LISTE DES ENREGISTREMENTS ▸
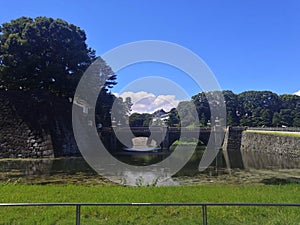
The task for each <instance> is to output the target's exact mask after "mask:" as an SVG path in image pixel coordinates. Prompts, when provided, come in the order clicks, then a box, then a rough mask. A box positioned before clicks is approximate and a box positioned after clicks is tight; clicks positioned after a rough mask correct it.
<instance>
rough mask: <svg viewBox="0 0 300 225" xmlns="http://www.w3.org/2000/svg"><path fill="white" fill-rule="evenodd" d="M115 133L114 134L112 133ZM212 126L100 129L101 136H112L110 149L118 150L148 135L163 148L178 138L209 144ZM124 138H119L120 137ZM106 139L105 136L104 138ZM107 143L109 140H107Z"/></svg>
mask: <svg viewBox="0 0 300 225" xmlns="http://www.w3.org/2000/svg"><path fill="white" fill-rule="evenodd" d="M112 134H114V135H112ZM210 134H211V128H177V127H150V128H149V127H117V128H114V129H113V128H104V129H102V130H100V131H99V135H100V137H102V138H103V137H106V139H107V138H111V140H110V144H111V146H110V149H112V151H117V150H118V149H122V148H124V147H129V148H130V147H132V146H133V143H132V139H133V138H135V137H148V138H149V143H150V142H151V140H154V141H155V142H156V143H158V144H159V145H160V147H161V148H162V149H169V148H170V146H171V145H172V144H173V143H174V142H175V141H177V140H179V139H181V140H185V141H201V142H202V143H203V144H205V145H207V143H208V140H209V137H210ZM120 138H121V139H122V140H119V139H120ZM103 139H104V141H105V138H103ZM106 142H107V143H109V142H108V140H106Z"/></svg>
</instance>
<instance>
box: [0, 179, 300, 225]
mask: <svg viewBox="0 0 300 225" xmlns="http://www.w3.org/2000/svg"><path fill="white" fill-rule="evenodd" d="M0 192H1V196H0V202H126V203H128V202H269V203H270V202H272V203H300V185H297V184H289V185H248V186H234V185H207V186H206V185H199V186H181V187H123V186H83V185H23V184H15V185H13V184H6V185H4V184H2V185H0ZM201 213H202V212H201V207H82V209H81V222H82V224H114V225H115V224H201ZM299 221H300V208H299V207H298V208H283V207H276V208H274V207H209V208H208V223H209V224H247V225H248V224H295V225H296V224H297V225H298V224H299ZM0 224H30V225H32V224H53V225H54V224H75V208H74V207H48V208H47V207H24V208H22V207H13V208H8V207H2V208H0Z"/></svg>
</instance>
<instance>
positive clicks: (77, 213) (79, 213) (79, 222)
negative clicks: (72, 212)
mask: <svg viewBox="0 0 300 225" xmlns="http://www.w3.org/2000/svg"><path fill="white" fill-rule="evenodd" d="M76 225H80V205H76Z"/></svg>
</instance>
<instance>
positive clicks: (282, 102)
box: [167, 91, 300, 127]
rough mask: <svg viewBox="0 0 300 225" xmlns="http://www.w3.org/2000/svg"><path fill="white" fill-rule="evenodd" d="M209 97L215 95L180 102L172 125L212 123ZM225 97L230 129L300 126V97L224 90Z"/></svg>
mask: <svg viewBox="0 0 300 225" xmlns="http://www.w3.org/2000/svg"><path fill="white" fill-rule="evenodd" d="M208 94H213V93H204V92H201V93H199V94H197V95H195V96H193V97H192V100H191V101H183V102H180V103H179V105H178V107H177V108H176V109H172V110H171V111H170V112H169V116H170V117H169V119H168V121H167V123H168V125H169V126H180V124H181V126H192V125H196V126H208V125H209V122H210V109H209V103H208V101H207V95H208ZM223 95H224V100H225V104H226V110H227V125H228V126H251V127H261V126H268V127H282V126H287V127H300V96H297V95H288V94H284V95H277V94H276V93H273V92H271V91H246V92H242V93H240V94H234V93H233V92H232V91H223ZM192 104H194V106H193V105H192ZM192 107H196V109H197V114H198V115H197V116H198V119H199V123H198V124H195V121H196V118H195V115H193V113H191V112H192ZM179 112H180V113H179ZM178 115H181V117H182V118H179V116H178Z"/></svg>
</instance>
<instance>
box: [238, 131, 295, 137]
mask: <svg viewBox="0 0 300 225" xmlns="http://www.w3.org/2000/svg"><path fill="white" fill-rule="evenodd" d="M244 132H248V133H259V134H271V135H277V136H288V137H300V133H296V132H295V133H292V132H291V133H287V132H284V131H262V130H246V131H244Z"/></svg>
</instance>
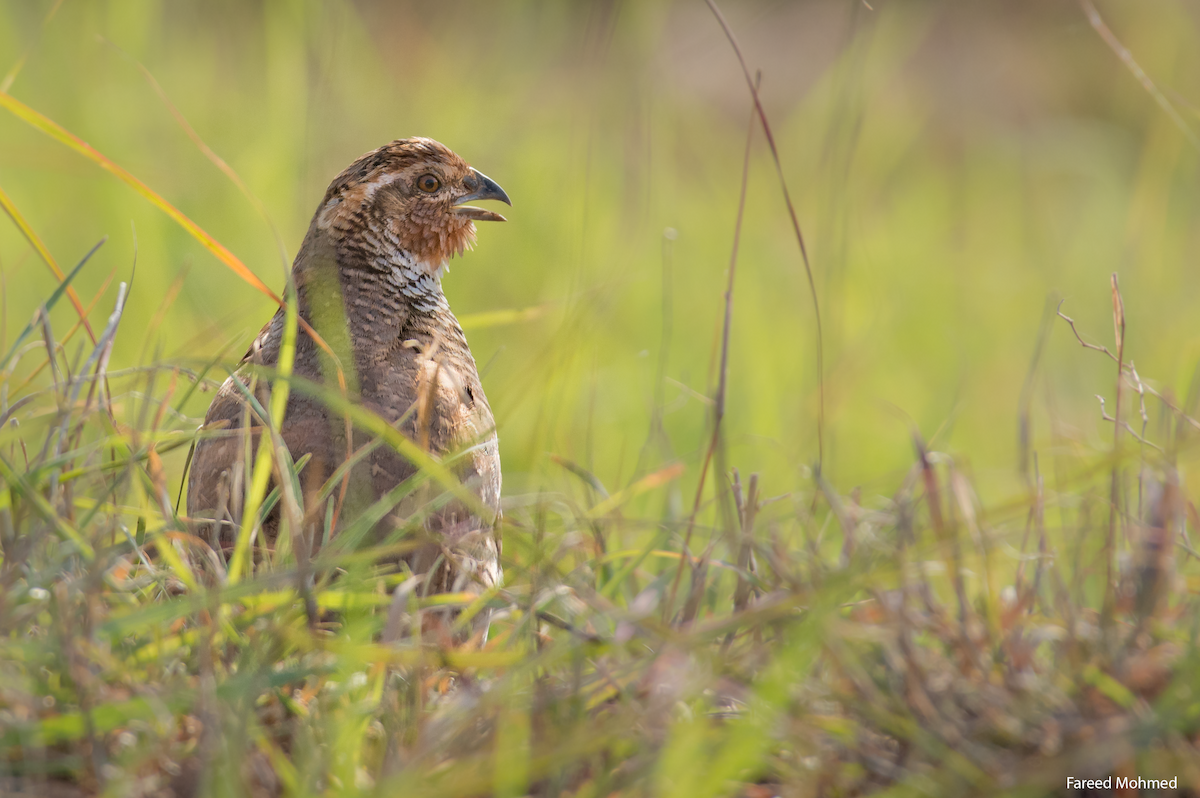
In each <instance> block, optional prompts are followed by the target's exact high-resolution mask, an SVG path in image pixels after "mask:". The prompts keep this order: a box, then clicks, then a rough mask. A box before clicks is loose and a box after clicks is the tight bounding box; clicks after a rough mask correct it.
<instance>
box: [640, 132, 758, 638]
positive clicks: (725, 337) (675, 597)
mask: <svg viewBox="0 0 1200 798" xmlns="http://www.w3.org/2000/svg"><path fill="white" fill-rule="evenodd" d="M752 142H754V115H751V116H750V126H749V128H748V130H746V148H745V155H744V156H743V158H742V191H740V193H739V194H738V217H737V222H734V224H733V251H732V252H731V253H730V275H728V282H727V283H726V287H725V330H724V332H722V335H721V370H720V373H719V374H718V379H716V395H715V397H714V402H713V437H712V439H710V440H709V443H708V450H707V451H706V452H704V462H703V464H701V467H700V484H698V485H697V486H696V498H695V499H692V503H691V515H689V516H688V528H686V532H684V535H683V548H682V550H680V553H682V556H680V557H679V568H678V569H677V570H676V576H674V580H672V582H671V594H670V596H668V598H667V601H666V604H665V605H664V607H662V613H664V616H662V617H664V620H666V619H668V618H670V617H671V611H672V607H673V606H674V600H676V595H677V593H678V590H679V580H680V578H683V569H684V565H691V564H692V563H691V533H692V530H694V529H695V527H696V514H697V512H700V503H701V500H702V497H703V496H704V478H706V476H707V475H708V466H709V463H710V462H712V461H713V452H714V451H716V444H718V442H719V440H720V437H721V419H722V418H725V383H726V379H727V377H728V365H730V325H731V324H732V323H733V277H734V275H736V274H737V266H738V246H739V245H740V242H742V220H743V217H744V216H745V208H746V186H748V185H749V182H750V145H751V143H752ZM694 574H695V571H694Z"/></svg>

TÂCHE ▸ Recopiez chaque ligne des enregistrements ci-dessus où figure le mot « positive ».

RÉPONSE ▸
positive clicks: (77, 213) (79, 213) (79, 222)
positive clicks: (282, 102)
positive clicks: (725, 337) (675, 597)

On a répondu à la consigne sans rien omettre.